**Action item:**
The answer consists solely of the data below, reproduced exactly.
The records Block Start
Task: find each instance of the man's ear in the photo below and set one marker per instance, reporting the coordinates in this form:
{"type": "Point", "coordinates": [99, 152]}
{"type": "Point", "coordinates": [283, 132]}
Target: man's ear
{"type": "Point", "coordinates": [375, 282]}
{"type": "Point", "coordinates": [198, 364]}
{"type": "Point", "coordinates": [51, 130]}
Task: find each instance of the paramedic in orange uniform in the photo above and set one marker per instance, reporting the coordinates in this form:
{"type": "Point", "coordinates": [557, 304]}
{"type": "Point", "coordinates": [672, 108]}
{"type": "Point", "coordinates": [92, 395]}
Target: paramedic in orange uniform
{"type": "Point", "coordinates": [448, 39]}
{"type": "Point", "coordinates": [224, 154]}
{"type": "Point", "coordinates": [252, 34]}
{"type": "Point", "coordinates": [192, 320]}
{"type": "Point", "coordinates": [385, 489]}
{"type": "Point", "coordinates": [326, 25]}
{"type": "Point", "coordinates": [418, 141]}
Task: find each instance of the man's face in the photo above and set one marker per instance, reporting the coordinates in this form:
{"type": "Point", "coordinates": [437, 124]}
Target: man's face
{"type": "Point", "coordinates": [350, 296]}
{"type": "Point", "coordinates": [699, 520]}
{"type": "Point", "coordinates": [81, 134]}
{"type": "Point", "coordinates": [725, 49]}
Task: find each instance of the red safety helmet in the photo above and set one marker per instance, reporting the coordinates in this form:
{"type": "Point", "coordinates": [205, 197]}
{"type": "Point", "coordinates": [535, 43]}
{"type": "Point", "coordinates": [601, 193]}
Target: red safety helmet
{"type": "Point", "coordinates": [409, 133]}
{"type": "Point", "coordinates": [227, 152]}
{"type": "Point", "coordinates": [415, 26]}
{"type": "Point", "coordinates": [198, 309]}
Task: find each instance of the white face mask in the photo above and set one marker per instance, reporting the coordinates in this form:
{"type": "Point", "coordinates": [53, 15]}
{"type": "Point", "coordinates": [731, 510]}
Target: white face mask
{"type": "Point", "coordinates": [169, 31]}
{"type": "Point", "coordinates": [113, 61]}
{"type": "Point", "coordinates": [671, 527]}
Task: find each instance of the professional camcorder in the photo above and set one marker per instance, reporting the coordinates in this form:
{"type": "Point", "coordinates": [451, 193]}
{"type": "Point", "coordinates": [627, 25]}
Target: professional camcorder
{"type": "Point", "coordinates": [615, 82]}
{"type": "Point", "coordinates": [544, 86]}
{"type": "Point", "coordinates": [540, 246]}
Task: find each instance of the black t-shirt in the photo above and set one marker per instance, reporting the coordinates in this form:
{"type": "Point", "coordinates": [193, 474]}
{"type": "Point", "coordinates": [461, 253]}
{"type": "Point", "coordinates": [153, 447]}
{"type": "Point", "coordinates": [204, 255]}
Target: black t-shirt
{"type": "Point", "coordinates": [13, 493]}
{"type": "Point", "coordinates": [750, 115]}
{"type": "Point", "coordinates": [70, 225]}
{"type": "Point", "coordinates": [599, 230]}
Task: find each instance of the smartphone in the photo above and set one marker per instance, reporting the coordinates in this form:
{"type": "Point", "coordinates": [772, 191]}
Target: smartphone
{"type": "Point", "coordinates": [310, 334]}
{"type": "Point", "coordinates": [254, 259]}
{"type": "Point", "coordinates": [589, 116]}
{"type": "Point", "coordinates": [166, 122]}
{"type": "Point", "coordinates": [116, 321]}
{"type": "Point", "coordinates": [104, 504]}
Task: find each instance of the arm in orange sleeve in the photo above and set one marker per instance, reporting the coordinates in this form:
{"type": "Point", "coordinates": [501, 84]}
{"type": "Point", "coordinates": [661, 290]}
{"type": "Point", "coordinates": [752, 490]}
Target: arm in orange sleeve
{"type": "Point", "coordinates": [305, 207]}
The records Block End
**Solution to this problem:**
Task: find each instance of the man's ear in the photo below and set one marker per instance, reporting the coordinates in this form:
{"type": "Point", "coordinates": [99, 152]}
{"type": "Point", "coordinates": [283, 132]}
Target: man's ear
{"type": "Point", "coordinates": [375, 282]}
{"type": "Point", "coordinates": [198, 364]}
{"type": "Point", "coordinates": [51, 130]}
Task: find each instance of the paramedic in orange uniform in the photo above and set one marker per instance, reporting the coordinates in this form:
{"type": "Point", "coordinates": [557, 304]}
{"type": "Point", "coordinates": [672, 108]}
{"type": "Point", "coordinates": [92, 395]}
Target: paramedic in orange uniform
{"type": "Point", "coordinates": [448, 39]}
{"type": "Point", "coordinates": [224, 154]}
{"type": "Point", "coordinates": [252, 34]}
{"type": "Point", "coordinates": [192, 320]}
{"type": "Point", "coordinates": [385, 489]}
{"type": "Point", "coordinates": [326, 25]}
{"type": "Point", "coordinates": [418, 141]}
Task: find each instance of the man's face in the photo above and set one marker per instance, reporting the coordinates in this form:
{"type": "Point", "coordinates": [437, 124]}
Target: man's face
{"type": "Point", "coordinates": [350, 296]}
{"type": "Point", "coordinates": [699, 520]}
{"type": "Point", "coordinates": [81, 134]}
{"type": "Point", "coordinates": [725, 49]}
Task: find each instance of the red safety helmet in the photo above and set one marker per instance, reporting the coordinates in this form:
{"type": "Point", "coordinates": [205, 197]}
{"type": "Point", "coordinates": [535, 43]}
{"type": "Point", "coordinates": [601, 193]}
Target: red safety helmet
{"type": "Point", "coordinates": [409, 133]}
{"type": "Point", "coordinates": [227, 152]}
{"type": "Point", "coordinates": [415, 26]}
{"type": "Point", "coordinates": [198, 309]}
Task: find each instance of the white face mask in the photo above and set one marker per instance, reporting the coordinates in this form:
{"type": "Point", "coordinates": [53, 15]}
{"type": "Point", "coordinates": [731, 510]}
Target: white face mask
{"type": "Point", "coordinates": [169, 31]}
{"type": "Point", "coordinates": [113, 61]}
{"type": "Point", "coordinates": [671, 527]}
Task: find each instance of the professional camcorder in the photo above and set one marker per instance, reporting the coordinates in this form:
{"type": "Point", "coordinates": [451, 193]}
{"type": "Point", "coordinates": [627, 25]}
Target: professional camcorder
{"type": "Point", "coordinates": [615, 82]}
{"type": "Point", "coordinates": [544, 86]}
{"type": "Point", "coordinates": [540, 246]}
Task: find each instance of the black t-shirt in the photo above and set one marker per instance, reporting the coordinates in this form:
{"type": "Point", "coordinates": [193, 474]}
{"type": "Point", "coordinates": [461, 253]}
{"type": "Point", "coordinates": [153, 447]}
{"type": "Point", "coordinates": [204, 255]}
Target: black t-shirt
{"type": "Point", "coordinates": [13, 493]}
{"type": "Point", "coordinates": [750, 115]}
{"type": "Point", "coordinates": [70, 225]}
{"type": "Point", "coordinates": [599, 230]}
Task: find each instance of the smartphone in the photo above and set one marker per instance, reporting the coordinates in this form:
{"type": "Point", "coordinates": [772, 191]}
Target: smartphone
{"type": "Point", "coordinates": [310, 334]}
{"type": "Point", "coordinates": [254, 259]}
{"type": "Point", "coordinates": [589, 116]}
{"type": "Point", "coordinates": [166, 122]}
{"type": "Point", "coordinates": [116, 321]}
{"type": "Point", "coordinates": [104, 504]}
Task: find each instance of the arm in orange sleeve in the photo above and set one marker per instance, reporting the coordinates in this form:
{"type": "Point", "coordinates": [501, 84]}
{"type": "Point", "coordinates": [661, 290]}
{"type": "Point", "coordinates": [752, 490]}
Target: arm in orange sleeve
{"type": "Point", "coordinates": [305, 207]}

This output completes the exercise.